How many lines in the records below contain the word "background"? Reply with the number alone.

** begin Exercise input **

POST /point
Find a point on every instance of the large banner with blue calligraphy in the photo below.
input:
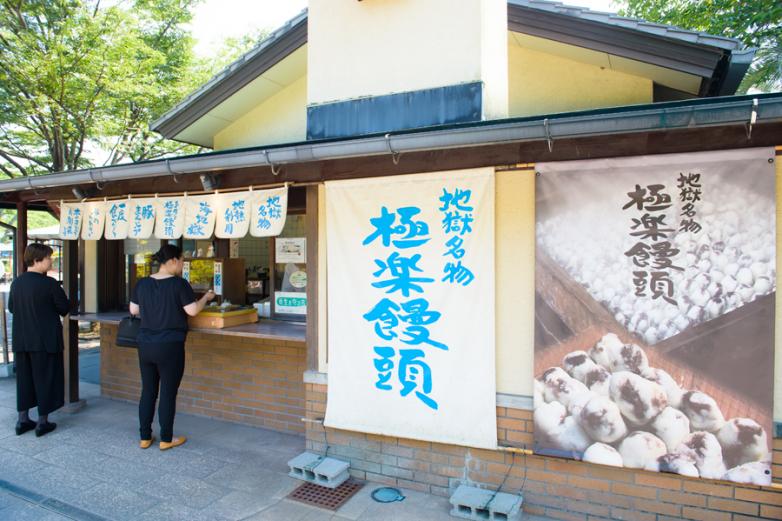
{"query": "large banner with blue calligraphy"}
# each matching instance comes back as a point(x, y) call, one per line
point(269, 212)
point(411, 306)
point(654, 312)
point(117, 220)
point(94, 217)
point(169, 217)
point(200, 216)
point(141, 218)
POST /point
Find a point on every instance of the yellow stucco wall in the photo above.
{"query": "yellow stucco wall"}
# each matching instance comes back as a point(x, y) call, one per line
point(280, 119)
point(542, 83)
point(90, 276)
point(778, 309)
point(385, 46)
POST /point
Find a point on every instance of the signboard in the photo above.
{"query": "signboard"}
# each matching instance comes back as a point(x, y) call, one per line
point(227, 216)
point(233, 215)
point(411, 307)
point(293, 250)
point(218, 278)
point(655, 287)
point(71, 216)
point(290, 303)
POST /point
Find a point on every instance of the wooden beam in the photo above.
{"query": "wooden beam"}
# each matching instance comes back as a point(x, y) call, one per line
point(70, 260)
point(21, 236)
point(311, 222)
point(593, 147)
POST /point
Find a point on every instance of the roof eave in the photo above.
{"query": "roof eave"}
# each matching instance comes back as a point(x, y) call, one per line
point(236, 76)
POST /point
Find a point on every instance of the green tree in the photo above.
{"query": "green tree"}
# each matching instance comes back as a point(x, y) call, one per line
point(76, 75)
point(757, 23)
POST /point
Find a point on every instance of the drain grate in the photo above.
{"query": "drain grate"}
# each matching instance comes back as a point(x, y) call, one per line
point(330, 498)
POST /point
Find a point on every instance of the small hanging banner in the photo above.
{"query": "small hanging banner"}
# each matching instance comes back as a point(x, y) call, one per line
point(94, 216)
point(117, 220)
point(233, 215)
point(169, 217)
point(269, 210)
point(141, 218)
point(200, 216)
point(70, 220)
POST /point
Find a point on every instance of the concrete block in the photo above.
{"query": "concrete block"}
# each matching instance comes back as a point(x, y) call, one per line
point(478, 504)
point(326, 472)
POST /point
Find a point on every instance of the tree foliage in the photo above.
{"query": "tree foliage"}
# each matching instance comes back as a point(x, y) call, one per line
point(77, 77)
point(757, 23)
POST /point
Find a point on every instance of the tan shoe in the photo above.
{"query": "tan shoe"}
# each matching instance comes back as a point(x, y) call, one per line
point(175, 442)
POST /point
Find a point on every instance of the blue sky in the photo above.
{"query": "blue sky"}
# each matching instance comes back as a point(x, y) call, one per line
point(216, 20)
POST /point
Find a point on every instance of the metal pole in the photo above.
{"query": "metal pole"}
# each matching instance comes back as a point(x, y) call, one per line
point(70, 262)
point(21, 237)
point(5, 328)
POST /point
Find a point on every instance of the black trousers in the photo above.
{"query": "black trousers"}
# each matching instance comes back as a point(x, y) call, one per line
point(40, 381)
point(162, 365)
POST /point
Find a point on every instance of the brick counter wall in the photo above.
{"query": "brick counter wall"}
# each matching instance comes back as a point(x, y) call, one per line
point(557, 488)
point(245, 380)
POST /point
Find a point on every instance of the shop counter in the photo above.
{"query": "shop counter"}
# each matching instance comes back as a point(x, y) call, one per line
point(264, 329)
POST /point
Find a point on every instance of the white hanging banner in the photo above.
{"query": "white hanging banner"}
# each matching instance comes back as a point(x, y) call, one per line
point(411, 344)
point(269, 209)
point(200, 216)
point(94, 216)
point(141, 218)
point(71, 216)
point(169, 217)
point(233, 215)
point(117, 220)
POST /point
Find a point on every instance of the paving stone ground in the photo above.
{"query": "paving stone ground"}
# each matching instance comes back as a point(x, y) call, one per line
point(91, 469)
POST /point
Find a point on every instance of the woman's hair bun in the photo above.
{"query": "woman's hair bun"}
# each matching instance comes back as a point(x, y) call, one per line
point(166, 253)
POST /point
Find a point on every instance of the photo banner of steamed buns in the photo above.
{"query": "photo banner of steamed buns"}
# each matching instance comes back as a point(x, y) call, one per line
point(606, 405)
point(730, 262)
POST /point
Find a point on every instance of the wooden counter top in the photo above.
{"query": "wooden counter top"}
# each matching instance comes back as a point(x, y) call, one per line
point(271, 329)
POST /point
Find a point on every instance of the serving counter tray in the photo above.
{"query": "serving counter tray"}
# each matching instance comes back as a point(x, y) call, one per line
point(219, 320)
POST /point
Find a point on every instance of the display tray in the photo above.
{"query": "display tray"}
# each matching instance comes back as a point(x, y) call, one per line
point(215, 319)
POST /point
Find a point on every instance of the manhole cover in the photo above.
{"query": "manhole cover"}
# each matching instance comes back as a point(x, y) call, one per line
point(387, 495)
point(330, 498)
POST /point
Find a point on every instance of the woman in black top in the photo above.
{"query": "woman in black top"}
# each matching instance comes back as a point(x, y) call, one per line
point(37, 303)
point(164, 301)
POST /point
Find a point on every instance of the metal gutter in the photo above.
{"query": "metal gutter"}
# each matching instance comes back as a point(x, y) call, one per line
point(685, 114)
point(667, 46)
point(281, 43)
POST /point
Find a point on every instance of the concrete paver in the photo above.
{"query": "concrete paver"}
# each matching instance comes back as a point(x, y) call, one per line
point(91, 469)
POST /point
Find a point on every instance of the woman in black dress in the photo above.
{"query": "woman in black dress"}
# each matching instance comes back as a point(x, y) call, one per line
point(164, 301)
point(37, 303)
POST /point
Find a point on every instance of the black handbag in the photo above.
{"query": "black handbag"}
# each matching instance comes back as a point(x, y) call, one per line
point(128, 332)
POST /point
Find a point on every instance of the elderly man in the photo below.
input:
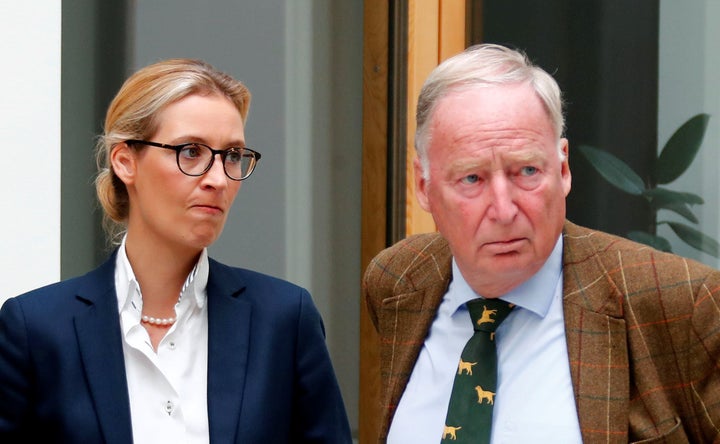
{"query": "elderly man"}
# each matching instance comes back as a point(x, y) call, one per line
point(606, 340)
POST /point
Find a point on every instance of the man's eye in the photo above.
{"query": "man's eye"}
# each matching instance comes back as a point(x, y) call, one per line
point(528, 171)
point(471, 178)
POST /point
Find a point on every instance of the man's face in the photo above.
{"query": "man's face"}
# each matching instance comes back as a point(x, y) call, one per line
point(496, 183)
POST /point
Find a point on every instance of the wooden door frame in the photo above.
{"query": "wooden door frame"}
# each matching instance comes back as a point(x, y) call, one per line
point(403, 41)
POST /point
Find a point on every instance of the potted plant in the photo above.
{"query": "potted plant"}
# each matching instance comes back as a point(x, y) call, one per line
point(673, 160)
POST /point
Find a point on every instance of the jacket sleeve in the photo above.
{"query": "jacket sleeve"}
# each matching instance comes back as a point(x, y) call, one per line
point(320, 413)
point(15, 373)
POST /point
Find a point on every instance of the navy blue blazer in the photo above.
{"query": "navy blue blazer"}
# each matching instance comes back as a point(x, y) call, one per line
point(270, 379)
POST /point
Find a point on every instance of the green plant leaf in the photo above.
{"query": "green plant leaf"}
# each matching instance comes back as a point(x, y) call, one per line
point(681, 209)
point(657, 242)
point(680, 149)
point(661, 196)
point(613, 170)
point(696, 239)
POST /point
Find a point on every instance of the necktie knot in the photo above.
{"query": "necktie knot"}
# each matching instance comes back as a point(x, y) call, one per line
point(487, 314)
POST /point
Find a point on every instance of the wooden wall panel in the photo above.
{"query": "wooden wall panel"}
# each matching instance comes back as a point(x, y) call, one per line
point(436, 30)
point(374, 190)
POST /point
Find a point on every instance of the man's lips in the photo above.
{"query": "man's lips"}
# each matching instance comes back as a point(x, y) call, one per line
point(504, 246)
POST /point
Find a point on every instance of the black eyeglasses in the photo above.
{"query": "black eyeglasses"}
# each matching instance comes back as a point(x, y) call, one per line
point(196, 159)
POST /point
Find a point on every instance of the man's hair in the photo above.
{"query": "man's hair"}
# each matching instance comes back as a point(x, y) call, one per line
point(483, 65)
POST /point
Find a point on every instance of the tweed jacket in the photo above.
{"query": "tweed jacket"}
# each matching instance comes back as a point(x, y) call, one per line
point(642, 328)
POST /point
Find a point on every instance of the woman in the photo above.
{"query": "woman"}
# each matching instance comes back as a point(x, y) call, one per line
point(161, 343)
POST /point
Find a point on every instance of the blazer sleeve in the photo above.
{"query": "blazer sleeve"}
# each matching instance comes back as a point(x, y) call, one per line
point(15, 373)
point(321, 416)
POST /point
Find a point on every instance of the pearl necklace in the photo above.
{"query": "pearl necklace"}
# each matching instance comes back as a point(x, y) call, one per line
point(158, 322)
point(162, 322)
point(167, 322)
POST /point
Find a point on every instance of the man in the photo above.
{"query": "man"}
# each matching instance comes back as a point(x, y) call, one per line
point(609, 340)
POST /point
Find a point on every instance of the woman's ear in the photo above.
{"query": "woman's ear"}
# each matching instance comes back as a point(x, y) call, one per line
point(124, 160)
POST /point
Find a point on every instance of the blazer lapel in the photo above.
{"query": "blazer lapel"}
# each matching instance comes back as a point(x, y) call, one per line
point(229, 320)
point(97, 326)
point(596, 338)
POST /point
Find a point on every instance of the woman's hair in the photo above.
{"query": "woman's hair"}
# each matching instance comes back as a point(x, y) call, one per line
point(483, 65)
point(133, 114)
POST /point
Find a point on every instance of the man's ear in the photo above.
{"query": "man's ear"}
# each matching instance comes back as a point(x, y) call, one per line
point(124, 162)
point(421, 185)
point(565, 166)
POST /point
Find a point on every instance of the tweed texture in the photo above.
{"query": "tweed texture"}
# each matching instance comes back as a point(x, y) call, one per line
point(642, 327)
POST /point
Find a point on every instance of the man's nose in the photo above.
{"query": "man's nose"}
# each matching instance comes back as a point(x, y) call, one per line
point(502, 208)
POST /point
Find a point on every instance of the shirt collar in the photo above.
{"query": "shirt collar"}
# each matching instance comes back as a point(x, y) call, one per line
point(535, 294)
point(126, 285)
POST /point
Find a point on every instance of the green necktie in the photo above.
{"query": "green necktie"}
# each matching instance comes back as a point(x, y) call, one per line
point(469, 416)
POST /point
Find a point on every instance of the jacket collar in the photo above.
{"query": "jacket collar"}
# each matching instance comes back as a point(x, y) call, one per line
point(97, 327)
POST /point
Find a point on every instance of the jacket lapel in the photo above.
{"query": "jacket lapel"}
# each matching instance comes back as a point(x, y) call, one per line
point(228, 345)
point(97, 326)
point(596, 337)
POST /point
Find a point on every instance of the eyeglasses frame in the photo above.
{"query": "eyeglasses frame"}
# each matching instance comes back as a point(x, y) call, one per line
point(223, 154)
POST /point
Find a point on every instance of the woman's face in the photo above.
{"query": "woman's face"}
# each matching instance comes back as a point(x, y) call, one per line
point(167, 206)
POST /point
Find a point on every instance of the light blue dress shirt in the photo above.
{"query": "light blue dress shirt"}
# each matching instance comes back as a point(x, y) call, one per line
point(534, 401)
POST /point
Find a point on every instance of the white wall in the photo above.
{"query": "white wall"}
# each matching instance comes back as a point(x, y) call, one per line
point(30, 131)
point(689, 83)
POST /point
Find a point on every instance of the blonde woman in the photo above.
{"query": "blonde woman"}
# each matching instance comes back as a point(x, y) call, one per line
point(162, 343)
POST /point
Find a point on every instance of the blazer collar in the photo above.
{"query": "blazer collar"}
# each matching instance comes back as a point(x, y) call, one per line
point(97, 326)
point(229, 319)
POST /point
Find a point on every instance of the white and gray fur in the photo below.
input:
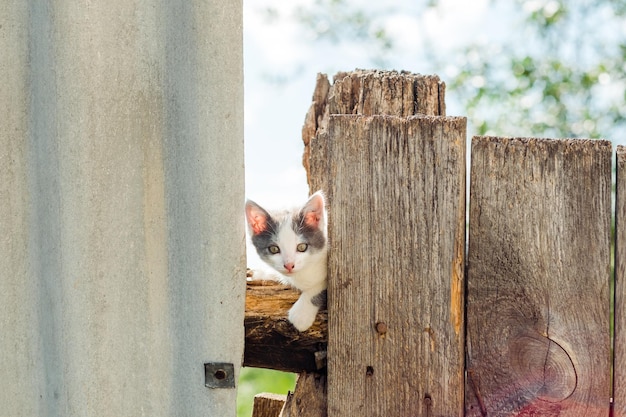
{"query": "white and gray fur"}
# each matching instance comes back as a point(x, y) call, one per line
point(294, 244)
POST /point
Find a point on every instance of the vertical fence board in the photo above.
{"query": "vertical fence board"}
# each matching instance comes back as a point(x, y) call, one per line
point(366, 93)
point(396, 266)
point(538, 278)
point(619, 394)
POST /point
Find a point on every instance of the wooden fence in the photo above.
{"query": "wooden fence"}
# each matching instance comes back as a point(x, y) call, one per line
point(521, 327)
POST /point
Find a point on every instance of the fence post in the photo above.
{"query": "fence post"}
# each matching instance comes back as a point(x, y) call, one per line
point(121, 185)
point(396, 186)
point(619, 365)
point(538, 278)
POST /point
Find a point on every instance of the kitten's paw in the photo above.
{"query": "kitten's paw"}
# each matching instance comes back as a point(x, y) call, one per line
point(262, 274)
point(302, 314)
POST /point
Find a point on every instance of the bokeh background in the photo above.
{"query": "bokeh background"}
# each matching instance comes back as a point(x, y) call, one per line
point(541, 68)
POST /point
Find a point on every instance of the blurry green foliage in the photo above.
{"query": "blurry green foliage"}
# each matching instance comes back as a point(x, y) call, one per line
point(560, 72)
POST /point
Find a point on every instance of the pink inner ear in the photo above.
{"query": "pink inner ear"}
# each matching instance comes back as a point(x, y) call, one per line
point(312, 219)
point(258, 224)
point(257, 218)
point(313, 211)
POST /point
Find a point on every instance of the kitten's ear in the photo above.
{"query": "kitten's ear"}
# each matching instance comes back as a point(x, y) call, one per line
point(313, 210)
point(257, 217)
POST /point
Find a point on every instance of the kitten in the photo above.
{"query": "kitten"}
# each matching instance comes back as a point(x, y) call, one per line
point(294, 243)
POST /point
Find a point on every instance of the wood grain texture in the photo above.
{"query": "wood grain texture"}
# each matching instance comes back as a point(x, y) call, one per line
point(271, 341)
point(619, 394)
point(366, 93)
point(538, 278)
point(268, 405)
point(396, 262)
point(308, 398)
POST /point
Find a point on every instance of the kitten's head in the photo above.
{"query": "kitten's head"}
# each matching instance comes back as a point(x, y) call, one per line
point(290, 240)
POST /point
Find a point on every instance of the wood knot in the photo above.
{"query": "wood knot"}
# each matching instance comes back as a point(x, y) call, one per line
point(544, 369)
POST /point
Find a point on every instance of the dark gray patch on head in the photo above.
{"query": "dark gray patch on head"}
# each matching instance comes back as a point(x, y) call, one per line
point(312, 236)
point(319, 300)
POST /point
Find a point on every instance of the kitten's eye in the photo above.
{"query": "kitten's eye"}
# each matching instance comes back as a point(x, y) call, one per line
point(274, 249)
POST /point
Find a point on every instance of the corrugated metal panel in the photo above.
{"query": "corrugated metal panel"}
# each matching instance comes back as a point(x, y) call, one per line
point(121, 184)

** end Exercise input **

## Response for this exercise
2